## TASK BRIEF:
Copy the following lines word for word. Begin at the line that has "Give the mask of every instance of the green bud" and stop after the line that has "55), (93, 51)]", keeping both of those lines.

* * * * *

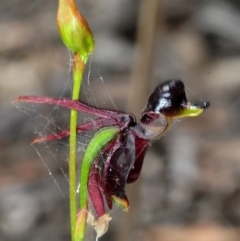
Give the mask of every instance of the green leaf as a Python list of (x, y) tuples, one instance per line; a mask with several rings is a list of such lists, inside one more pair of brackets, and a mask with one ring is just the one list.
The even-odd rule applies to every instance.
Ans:
[(80, 173), (80, 209), (87, 205), (87, 183), (92, 162), (115, 136), (120, 132), (119, 127), (105, 127), (100, 129), (90, 140), (82, 159)]

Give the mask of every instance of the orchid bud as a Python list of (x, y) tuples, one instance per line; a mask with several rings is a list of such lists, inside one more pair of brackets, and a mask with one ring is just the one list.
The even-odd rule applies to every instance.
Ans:
[(59, 0), (57, 26), (66, 47), (81, 56), (86, 63), (88, 55), (93, 51), (94, 39), (74, 0)]

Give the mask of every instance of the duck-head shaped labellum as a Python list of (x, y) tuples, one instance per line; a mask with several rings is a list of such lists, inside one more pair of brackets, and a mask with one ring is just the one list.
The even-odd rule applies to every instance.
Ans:
[(141, 123), (150, 124), (164, 115), (167, 118), (198, 116), (209, 106), (209, 102), (187, 101), (184, 84), (179, 79), (168, 80), (154, 90), (141, 113)]

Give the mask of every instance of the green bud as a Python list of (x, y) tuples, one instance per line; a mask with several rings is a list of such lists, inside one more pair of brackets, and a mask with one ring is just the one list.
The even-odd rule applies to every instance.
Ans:
[(94, 39), (74, 0), (59, 0), (57, 26), (66, 47), (81, 56), (86, 63), (88, 55), (93, 51)]

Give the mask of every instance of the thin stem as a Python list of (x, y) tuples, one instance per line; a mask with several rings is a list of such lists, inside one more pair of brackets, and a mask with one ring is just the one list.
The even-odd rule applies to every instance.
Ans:
[[(72, 99), (78, 100), (82, 82), (85, 63), (82, 62), (78, 54), (74, 54), (73, 65), (73, 92)], [(70, 113), (70, 136), (69, 136), (69, 198), (70, 198), (70, 225), (71, 237), (74, 241), (76, 219), (77, 219), (77, 201), (76, 201), (76, 148), (77, 148), (77, 111), (71, 110)]]

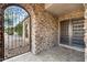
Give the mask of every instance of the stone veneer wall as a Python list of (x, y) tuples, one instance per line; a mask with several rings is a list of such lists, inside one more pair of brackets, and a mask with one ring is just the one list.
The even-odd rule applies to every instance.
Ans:
[(57, 45), (57, 20), (48, 12), (35, 15), (35, 54)]
[(76, 9), (72, 12), (59, 15), (58, 21), (68, 20), (68, 19), (76, 19), (76, 18), (83, 18), (83, 17), (84, 17), (84, 8), (83, 9)]
[(86, 44), (86, 48), (85, 48), (85, 61), (87, 62), (87, 3), (85, 4), (85, 44)]

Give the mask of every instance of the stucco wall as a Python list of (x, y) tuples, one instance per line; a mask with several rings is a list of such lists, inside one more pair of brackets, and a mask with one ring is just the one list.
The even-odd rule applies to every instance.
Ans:
[(57, 45), (57, 20), (48, 12), (35, 17), (35, 54)]

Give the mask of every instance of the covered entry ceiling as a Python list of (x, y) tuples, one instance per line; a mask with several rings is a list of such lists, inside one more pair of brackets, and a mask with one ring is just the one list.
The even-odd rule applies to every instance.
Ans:
[(84, 6), (83, 3), (46, 3), (45, 9), (53, 14), (59, 15), (76, 9), (84, 9)]

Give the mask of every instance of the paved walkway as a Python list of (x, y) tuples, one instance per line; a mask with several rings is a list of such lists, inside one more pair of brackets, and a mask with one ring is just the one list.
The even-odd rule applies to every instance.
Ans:
[(78, 51), (53, 47), (34, 55), (31, 52), (6, 59), (3, 62), (84, 62), (85, 54)]

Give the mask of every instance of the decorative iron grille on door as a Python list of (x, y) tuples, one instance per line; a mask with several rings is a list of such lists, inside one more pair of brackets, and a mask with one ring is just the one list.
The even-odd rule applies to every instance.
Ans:
[(61, 44), (85, 48), (84, 18), (65, 20), (61, 25)]
[[(4, 57), (6, 58), (30, 51), (30, 41), (25, 42), (23, 39), (23, 34), (24, 34), (23, 23), (28, 17), (29, 14), (26, 13), (26, 11), (17, 6), (10, 6), (4, 10)], [(30, 36), (28, 37), (30, 39)]]
[(73, 20), (73, 39), (72, 39), (72, 45), (78, 46), (78, 47), (85, 47), (84, 42), (84, 20)]

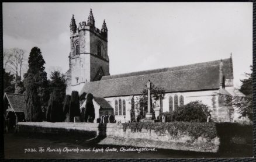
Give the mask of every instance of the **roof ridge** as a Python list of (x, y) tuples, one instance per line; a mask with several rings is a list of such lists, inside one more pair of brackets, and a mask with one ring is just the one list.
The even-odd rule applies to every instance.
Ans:
[[(225, 59), (223, 59), (222, 60), (228, 60), (230, 59), (230, 58), (225, 58)], [(115, 74), (115, 75), (107, 75), (107, 76), (102, 76), (103, 78), (111, 78), (111, 77), (115, 77), (115, 76), (121, 76), (120, 77), (118, 78), (124, 78), (124, 77), (129, 77), (129, 76), (125, 76), (126, 75), (133, 75), (133, 74), (136, 74), (136, 73), (140, 73), (140, 72), (150, 72), (150, 71), (152, 71), (152, 73), (160, 73), (159, 72), (154, 72), (153, 71), (159, 71), (159, 70), (161, 70), (161, 69), (167, 69), (168, 70), (168, 69), (171, 69), (171, 68), (180, 68), (182, 66), (191, 66), (191, 65), (196, 65), (196, 64), (206, 64), (206, 63), (210, 63), (210, 62), (216, 62), (216, 61), (220, 61), (220, 59), (217, 59), (217, 60), (215, 60), (215, 61), (206, 61), (206, 62), (198, 62), (198, 63), (195, 63), (195, 64), (188, 64), (188, 65), (179, 65), (179, 66), (172, 66), (172, 67), (167, 67), (167, 68), (158, 68), (158, 69), (150, 69), (150, 70), (145, 70), (145, 71), (137, 71), (137, 72), (129, 72), (129, 73), (119, 73), (119, 74)], [(208, 67), (208, 66), (213, 66), (213, 65), (209, 65), (209, 66), (203, 66), (203, 67)], [(190, 68), (190, 69), (195, 69), (195, 68)], [(148, 73), (150, 74), (150, 73)], [(145, 74), (142, 74), (142, 75), (144, 75)], [(122, 76), (122, 75), (124, 75), (124, 76)], [(115, 79), (115, 78), (110, 78), (110, 79), (103, 79), (103, 80), (109, 80), (109, 79)]]
[[(217, 66), (219, 66), (219, 65), (213, 65), (207, 66), (207, 67)], [(87, 82), (87, 83), (94, 83), (94, 82), (99, 82), (103, 81), (103, 80), (113, 80), (113, 79), (121, 79), (122, 78), (124, 78), (137, 77), (138, 76), (148, 75), (155, 74), (155, 73), (172, 73), (172, 72), (178, 72), (178, 71), (187, 71), (187, 70), (190, 70), (190, 69), (200, 69), (200, 68), (202, 69), (202, 68), (205, 68), (205, 67), (206, 66), (196, 67), (196, 68), (188, 68), (188, 69), (179, 69), (179, 70), (176, 70), (176, 71), (160, 72), (155, 72), (155, 73), (151, 73), (141, 74), (141, 75), (132, 75), (132, 76), (124, 76), (124, 77), (118, 77), (118, 78), (110, 78), (110, 79), (103, 79), (103, 80), (97, 80), (97, 81), (94, 81), (94, 82)]]
[(22, 93), (11, 93), (11, 92), (5, 92), (5, 94), (15, 94), (15, 95), (22, 95), (25, 96), (24, 94)]

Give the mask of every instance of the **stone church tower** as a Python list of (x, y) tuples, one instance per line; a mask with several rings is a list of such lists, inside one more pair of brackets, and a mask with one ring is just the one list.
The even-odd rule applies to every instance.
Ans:
[(74, 15), (70, 23), (69, 70), (67, 72), (67, 94), (78, 92), (85, 83), (109, 75), (108, 29), (104, 20), (101, 30), (95, 26), (92, 9), (87, 20), (77, 26)]

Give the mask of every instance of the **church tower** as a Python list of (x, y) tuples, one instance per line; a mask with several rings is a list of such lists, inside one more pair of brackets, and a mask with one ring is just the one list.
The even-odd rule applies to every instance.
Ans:
[(92, 9), (87, 23), (82, 22), (77, 26), (74, 15), (72, 16), (67, 94), (72, 90), (80, 92), (87, 82), (99, 80), (103, 76), (109, 75), (108, 28), (105, 20), (101, 30), (95, 23)]

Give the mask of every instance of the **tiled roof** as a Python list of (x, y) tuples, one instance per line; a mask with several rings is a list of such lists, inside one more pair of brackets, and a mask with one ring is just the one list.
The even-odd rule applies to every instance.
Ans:
[(102, 108), (113, 108), (106, 101), (104, 98), (95, 97), (94, 96), (94, 98), (95, 101), (101, 105), (101, 107)]
[(26, 107), (25, 95), (23, 94), (5, 93), (5, 97), (8, 100), (11, 107), (15, 112), (24, 112)]
[[(108, 75), (103, 76), (101, 80), (111, 79), (119, 78), (124, 78), (128, 76), (147, 75), (154, 73), (165, 72), (168, 71), (179, 71), (182, 69), (188, 69), (192, 68), (196, 68), (200, 67), (209, 66), (212, 65), (220, 65), (220, 60), (216, 60), (213, 61), (205, 62), (202, 63), (198, 63), (184, 66), (175, 66), (171, 68), (167, 68), (162, 69), (157, 69), (149, 71), (140, 71), (123, 74)], [(233, 63), (232, 58), (223, 59), (223, 73), (226, 78), (233, 78)]]
[(139, 72), (137, 73), (141, 73), (140, 75), (129, 74), (127, 76), (88, 82), (84, 86), (80, 94), (91, 93), (94, 96), (103, 97), (140, 94), (148, 80), (155, 86), (163, 87), (166, 92), (218, 89), (219, 65), (212, 64), (205, 66), (191, 65), (191, 68), (189, 69), (176, 67), (172, 71), (144, 74)]

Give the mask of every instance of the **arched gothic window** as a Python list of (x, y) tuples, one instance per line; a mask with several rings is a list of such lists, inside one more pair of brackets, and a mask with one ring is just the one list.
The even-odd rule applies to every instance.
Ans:
[(98, 44), (97, 45), (97, 55), (101, 57), (101, 44)]
[(121, 100), (121, 99), (119, 99), (118, 102), (119, 104), (119, 111), (118, 115), (122, 115), (122, 100)]
[(174, 96), (174, 109), (178, 108), (178, 104), (179, 104), (179, 97), (178, 97), (178, 95), (175, 94)]
[(172, 97), (170, 96), (169, 97), (169, 111), (174, 111), (174, 103)]
[(77, 43), (75, 45), (75, 55), (79, 55), (79, 43)]
[(179, 96), (179, 106), (184, 105), (184, 97), (182, 95)]
[(123, 115), (125, 115), (125, 112), (126, 108), (125, 108), (125, 100), (123, 100)]
[(116, 100), (115, 101), (115, 114), (118, 115), (118, 101)]

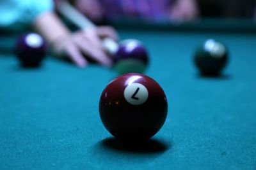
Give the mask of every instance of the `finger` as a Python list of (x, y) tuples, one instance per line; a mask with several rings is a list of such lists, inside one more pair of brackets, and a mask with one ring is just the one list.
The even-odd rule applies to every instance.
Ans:
[(104, 66), (109, 67), (111, 65), (109, 57), (104, 52), (102, 49), (92, 43), (89, 39), (79, 37), (76, 38), (74, 41), (81, 50), (88, 57), (95, 60)]
[(83, 32), (82, 36), (84, 39), (90, 41), (97, 48), (103, 49), (101, 40), (94, 29)]
[(84, 67), (88, 65), (88, 62), (83, 57), (77, 47), (75, 45), (68, 45), (65, 47), (65, 51), (68, 57), (77, 66), (81, 67)]

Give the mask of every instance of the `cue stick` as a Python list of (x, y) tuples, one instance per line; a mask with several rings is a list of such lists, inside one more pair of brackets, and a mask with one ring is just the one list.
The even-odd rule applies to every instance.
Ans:
[[(60, 2), (57, 8), (65, 17), (81, 29), (89, 30), (96, 27), (91, 20), (66, 1)], [(118, 43), (109, 38), (103, 38), (102, 43), (104, 48), (110, 54), (115, 53), (118, 49)]]

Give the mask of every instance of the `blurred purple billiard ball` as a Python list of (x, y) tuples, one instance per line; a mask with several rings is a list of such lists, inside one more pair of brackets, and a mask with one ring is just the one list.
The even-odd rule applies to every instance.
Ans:
[(112, 80), (103, 90), (99, 103), (101, 120), (115, 137), (143, 141), (163, 125), (168, 111), (165, 93), (152, 78), (127, 73)]
[(136, 39), (126, 39), (119, 43), (113, 56), (114, 69), (120, 74), (143, 73), (148, 64), (148, 54), (143, 44)]
[(15, 45), (15, 53), (22, 66), (36, 67), (46, 55), (44, 38), (36, 33), (26, 33), (19, 36)]

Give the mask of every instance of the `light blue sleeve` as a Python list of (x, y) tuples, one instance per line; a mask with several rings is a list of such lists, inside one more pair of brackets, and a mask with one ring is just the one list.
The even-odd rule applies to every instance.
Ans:
[(52, 0), (0, 0), (0, 29), (26, 29), (40, 13), (53, 8)]

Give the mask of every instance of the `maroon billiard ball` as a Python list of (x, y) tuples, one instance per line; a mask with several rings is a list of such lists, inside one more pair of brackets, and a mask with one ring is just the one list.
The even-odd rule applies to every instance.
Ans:
[(164, 90), (151, 78), (127, 73), (111, 81), (103, 90), (99, 113), (106, 129), (125, 141), (141, 141), (155, 135), (167, 116)]
[(26, 33), (17, 38), (14, 51), (22, 66), (38, 66), (45, 57), (46, 45), (40, 35)]
[(119, 73), (143, 73), (148, 64), (148, 54), (141, 42), (136, 39), (120, 41), (113, 55), (114, 69)]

* * * * *

## WRITTEN RESPONSE:
Give the mask of every instance of the green bud as a Python list of (x, y) tuples, one instance per line; a mask with several rings is a list of such lists, inside one more pair of brackets, and a mask with one ring is just the one list.
The even-odd rule applies to every instance.
Ans:
[(94, 39), (74, 0), (59, 0), (57, 26), (66, 47), (81, 56), (86, 63), (88, 55), (93, 51)]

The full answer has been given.